What you will do:
Please rewrite the entries below, changing every "Target" to "Label" and keeping everything else the same. Leave the pictures out of your answer.

Supplied data:
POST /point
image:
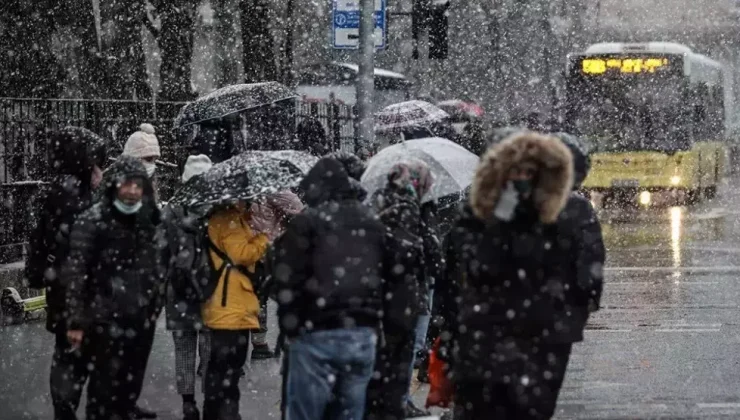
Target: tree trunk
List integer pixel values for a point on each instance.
(123, 49)
(176, 48)
(257, 42)
(225, 42)
(29, 66)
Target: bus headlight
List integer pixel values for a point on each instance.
(645, 198)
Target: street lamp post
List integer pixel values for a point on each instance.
(365, 77)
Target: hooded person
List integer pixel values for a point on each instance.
(237, 243)
(116, 283)
(77, 157)
(398, 206)
(580, 215)
(328, 270)
(511, 283)
(183, 309)
(143, 145)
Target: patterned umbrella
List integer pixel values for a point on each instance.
(231, 100)
(244, 178)
(461, 110)
(452, 165)
(397, 117)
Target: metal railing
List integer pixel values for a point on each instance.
(26, 124)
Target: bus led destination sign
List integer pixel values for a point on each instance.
(598, 66)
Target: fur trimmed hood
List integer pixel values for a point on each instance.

Written solution:
POST /point
image:
Label: tree trunk
List integer pixel values for a point on each instance.
(123, 49)
(176, 48)
(257, 42)
(225, 42)
(29, 66)
Label: bus headlight
List integer pixel values for a point on each instance.
(645, 198)
Label: street lamp post
List integer pixel values for a point on each instance.
(365, 77)
Label: hooded person
List integer pixel values for a point on each instance.
(237, 243)
(116, 283)
(77, 157)
(398, 206)
(580, 215)
(328, 270)
(511, 283)
(183, 309)
(143, 145)
Label: patterned umbrella
List integer pixel values for a point on each instance.
(231, 100)
(244, 178)
(461, 110)
(452, 165)
(397, 117)
Label: metal railing
List integer pixel values for a point on each instance.
(26, 124)
Label: bus led destination sign
List integer pixel values for a point on each instance.
(598, 66)
Label: fur trimmed hood
List integer pixel values for a point on each instance.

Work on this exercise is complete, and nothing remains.